Saved entries:
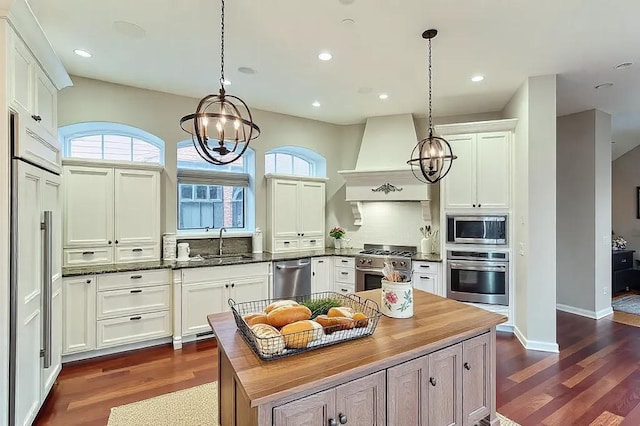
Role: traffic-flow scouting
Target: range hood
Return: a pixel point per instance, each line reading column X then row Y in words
column 382, row 172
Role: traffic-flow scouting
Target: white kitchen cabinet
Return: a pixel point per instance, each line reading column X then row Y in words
column 111, row 214
column 79, row 314
column 295, row 213
column 321, row 274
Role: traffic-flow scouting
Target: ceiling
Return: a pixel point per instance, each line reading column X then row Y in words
column 381, row 51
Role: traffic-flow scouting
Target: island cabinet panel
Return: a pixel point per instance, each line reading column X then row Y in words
column 314, row 410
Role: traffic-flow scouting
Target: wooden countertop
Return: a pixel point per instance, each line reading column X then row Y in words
column 437, row 322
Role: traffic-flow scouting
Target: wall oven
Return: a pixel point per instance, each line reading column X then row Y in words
column 481, row 277
column 474, row 229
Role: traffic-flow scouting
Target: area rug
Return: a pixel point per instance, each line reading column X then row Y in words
column 629, row 304
column 196, row 406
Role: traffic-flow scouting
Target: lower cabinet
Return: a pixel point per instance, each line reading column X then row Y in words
column 360, row 402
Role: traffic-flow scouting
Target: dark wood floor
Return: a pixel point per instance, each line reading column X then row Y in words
column 595, row 380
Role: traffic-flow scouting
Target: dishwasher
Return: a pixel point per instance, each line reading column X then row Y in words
column 291, row 278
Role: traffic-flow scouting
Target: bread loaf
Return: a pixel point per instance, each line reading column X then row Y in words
column 269, row 341
column 279, row 317
column 299, row 334
column 254, row 318
column 333, row 324
column 278, row 304
column 342, row 311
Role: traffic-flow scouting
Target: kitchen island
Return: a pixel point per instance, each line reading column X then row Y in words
column 436, row 368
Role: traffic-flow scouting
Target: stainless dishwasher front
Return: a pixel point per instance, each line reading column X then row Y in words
column 291, row 278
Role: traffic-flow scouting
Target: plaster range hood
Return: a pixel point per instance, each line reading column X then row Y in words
column 382, row 172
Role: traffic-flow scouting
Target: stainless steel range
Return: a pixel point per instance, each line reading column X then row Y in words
column 371, row 260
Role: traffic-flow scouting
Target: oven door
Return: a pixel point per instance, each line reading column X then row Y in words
column 368, row 279
column 480, row 282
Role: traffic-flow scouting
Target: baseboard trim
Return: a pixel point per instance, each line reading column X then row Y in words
column 585, row 312
column 533, row 345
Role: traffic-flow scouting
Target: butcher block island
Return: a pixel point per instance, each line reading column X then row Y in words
column 436, row 368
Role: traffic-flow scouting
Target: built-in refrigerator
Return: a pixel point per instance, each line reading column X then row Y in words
column 36, row 279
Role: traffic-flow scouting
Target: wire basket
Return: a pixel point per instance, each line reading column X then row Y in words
column 270, row 348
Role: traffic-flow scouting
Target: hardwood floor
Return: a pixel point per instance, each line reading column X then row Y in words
column 595, row 380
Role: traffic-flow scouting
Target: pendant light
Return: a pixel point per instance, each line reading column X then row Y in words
column 222, row 126
column 432, row 157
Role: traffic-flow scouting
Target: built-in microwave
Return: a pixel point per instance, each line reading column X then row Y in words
column 475, row 229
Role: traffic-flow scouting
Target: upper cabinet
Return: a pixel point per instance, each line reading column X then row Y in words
column 480, row 178
column 295, row 213
column 111, row 214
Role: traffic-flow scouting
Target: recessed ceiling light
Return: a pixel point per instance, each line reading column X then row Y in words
column 623, row 65
column 246, row 70
column 82, row 53
column 604, row 86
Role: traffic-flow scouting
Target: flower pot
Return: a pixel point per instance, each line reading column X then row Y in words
column 397, row 299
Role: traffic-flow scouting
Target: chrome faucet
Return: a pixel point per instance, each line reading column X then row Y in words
column 220, row 240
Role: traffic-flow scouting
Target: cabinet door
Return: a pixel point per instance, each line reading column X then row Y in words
column 88, row 206
column 200, row 300
column 46, row 103
column 362, row 402
column 407, row 393
column 311, row 210
column 476, row 378
column 285, row 209
column 248, row 289
column 460, row 183
column 314, row 410
column 321, row 274
column 137, row 206
column 445, row 386
column 79, row 314
column 493, row 170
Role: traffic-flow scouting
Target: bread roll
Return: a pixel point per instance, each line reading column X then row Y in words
column 269, row 341
column 279, row 304
column 254, row 318
column 342, row 311
column 333, row 324
column 299, row 334
column 279, row 317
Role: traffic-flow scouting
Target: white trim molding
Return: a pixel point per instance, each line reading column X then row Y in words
column 533, row 345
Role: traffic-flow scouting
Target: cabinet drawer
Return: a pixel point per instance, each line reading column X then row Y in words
column 345, row 261
column 345, row 275
column 285, row 244
column 116, row 303
column 133, row 279
column 88, row 256
column 137, row 253
column 134, row 328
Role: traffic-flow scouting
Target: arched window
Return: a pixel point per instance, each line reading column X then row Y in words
column 210, row 196
column 110, row 141
column 295, row 160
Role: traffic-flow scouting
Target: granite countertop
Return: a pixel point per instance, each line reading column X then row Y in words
column 231, row 259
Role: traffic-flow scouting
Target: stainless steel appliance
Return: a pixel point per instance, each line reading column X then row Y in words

Problem to work on — Omitting all images, retype each line of the records precisely.

Reply —
Role: traffic-flow scouting
Target: range hood
Return: a pixel point per instance, each line reading column X then row Y in words
column 382, row 172
Role: traffic-flow scouting
Target: white kitchen cabinet
Return: a pixel point per instance, each line reading column X then row Y in words
column 111, row 214
column 79, row 314
column 295, row 213
column 321, row 274
Role: traffic-flow scouting
Target: ceiling
Return: a pixel point per instance, each line reading column X then row Y in words
column 381, row 51
Role: traffic-flow scouting
Target: island cabinet panel
Return: a pixel point per instance, each line reading column X then row Y in words
column 314, row 410
Role: traffic-flow scouting
Target: wooden countertop
Return: a pixel point per instance, each line reading column X then row Y in words
column 437, row 322
Role: traffic-flow scouting
Target: wall oven
Return: a pixel point per instance, each line reading column X then row Y in words
column 481, row 277
column 474, row 229
Role: traffic-flow scouting
Target: area rug
Return: a pixel point per instance, each line reading column X then row Y in words
column 629, row 304
column 196, row 406
Role: traffic-flow scouting
Target: lower cabinet
Return: a pixel point per instance, each line reading column X then row Y in words
column 360, row 402
Role: traffic-flow scouting
Target: dark wood floor
Return: a pixel point per instance, each line reading column X then row Y in words
column 595, row 380
Role: traffic-flow scouting
Target: dishwasher
Return: a pixel point per instance, each line reading column X then row Y in words
column 291, row 278
Role: traffic-flow scouting
Target: bread loaf
Return: a pixel point per instance, each line reading column X then row Y in words
column 269, row 341
column 279, row 317
column 299, row 334
column 254, row 318
column 333, row 324
column 278, row 304
column 342, row 311
Role: traffic-flow scouting
Target: kitchen island
Return: a pixel point per instance, each line reading column X then row Y in words
column 436, row 368
Role: traffic-flow scouting
Target: stainless dishwasher front
Return: a pixel point per instance, each line reading column X then row Y in words
column 291, row 278
Role: traffic-flow scouting
Target: plaster range hood
Return: a pixel point per instance, each line reading column X then row Y in words
column 382, row 172
Role: traffic-flow scouting
Target: stainless steel range
Return: a pixel point per instance, each line reading column X then row Y in words
column 371, row 260
Role: traffic-flow scouting
Target: oven door
Return: a pixel point per instance, each line reading column X then row Y in words
column 368, row 279
column 480, row 282
Role: traffic-flow scouting
Target: baseboard trim
Return: a pixel point per instance, each line reading column X then row Y in words
column 585, row 312
column 533, row 345
Role: traffic-flow scouting
Target: butcher block island
Return: a pixel point per instance, each line reading column X then row Y in words
column 436, row 368
Role: traffic-flow scouting
Target: built-in refrigerator
Return: a pixel point per instance, each line reading column X then row Y in words
column 36, row 279
Role: traffic-flow scouting
Target: wire basket
Return: a pixel point per instance, each line reading column X then row Y in words
column 270, row 348
Role: traffic-flow scouting
Target: hardwood floor
Return: a pixel point per instance, each line reading column X then row Y in words
column 595, row 380
Role: traffic-flow scouting
Target: pendant light
Return: a pixel point per instance, each line reading column X then row Y in words
column 222, row 126
column 432, row 157
Role: traffic-flow scouting
Target: built-in microwave
Return: a pixel point per instance, each line reading column X then row Y in words
column 475, row 229
Role: traffic-flow scouting
Target: upper cabinet
Return: a pixel point per instance, each line reading column X then row Y in words
column 480, row 178
column 295, row 213
column 111, row 214
Role: traffic-flow scouting
Target: recessed ceiling light
Return: a pixel point per instance, each line reading column X then row Y in words
column 623, row 65
column 246, row 70
column 82, row 53
column 604, row 86
Role: traffic-flow scouting
Target: flower pot
Return: a pixel point per instance, each line reading column X then row Y in words
column 397, row 299
Role: traffic-flow scouting
Target: chrome faucet
Return: a pixel point per instance, each line reading column X then row Y in words
column 220, row 240
Role: traffic-flow scouting
Target: cabinet door
Return: a pixel point per instance, each line reading column X then row Y in words
column 88, row 206
column 200, row 300
column 46, row 103
column 362, row 402
column 407, row 393
column 311, row 210
column 476, row 378
column 285, row 209
column 248, row 289
column 460, row 183
column 314, row 410
column 321, row 274
column 137, row 206
column 445, row 386
column 79, row 314
column 493, row 170
Role: traffic-flow scouting
Target: bread roll
Return: a pixel point per instance, each line reading column X then row Y in words
column 269, row 341
column 279, row 304
column 254, row 318
column 342, row 311
column 333, row 324
column 299, row 334
column 279, row 317
Role: traffic-flow scouting
Target: white trim molding
Return: a pixel point per instance, each line reading column X then row Y in words
column 533, row 345
Role: traffic-flow scouting
Target: cabinet drawer
Return: a pixel point per instance, each line reading column X then row Y in words
column 345, row 261
column 345, row 275
column 285, row 244
column 116, row 303
column 133, row 279
column 88, row 256
column 137, row 253
column 134, row 328
Role: traffic-flow scouting
Target: arched window
Return: a pixel point per instance, each line reading column X then row Y in words
column 210, row 196
column 110, row 141
column 295, row 160
Role: traffic-flow scouting
Target: granite countertop
Return: a pixel point per instance, each line reading column X then row Y in words
column 231, row 259
Role: traffic-flow scouting
Target: stainless steel appliance
Return: a pixel point per instance, each line reading column X then row Y in words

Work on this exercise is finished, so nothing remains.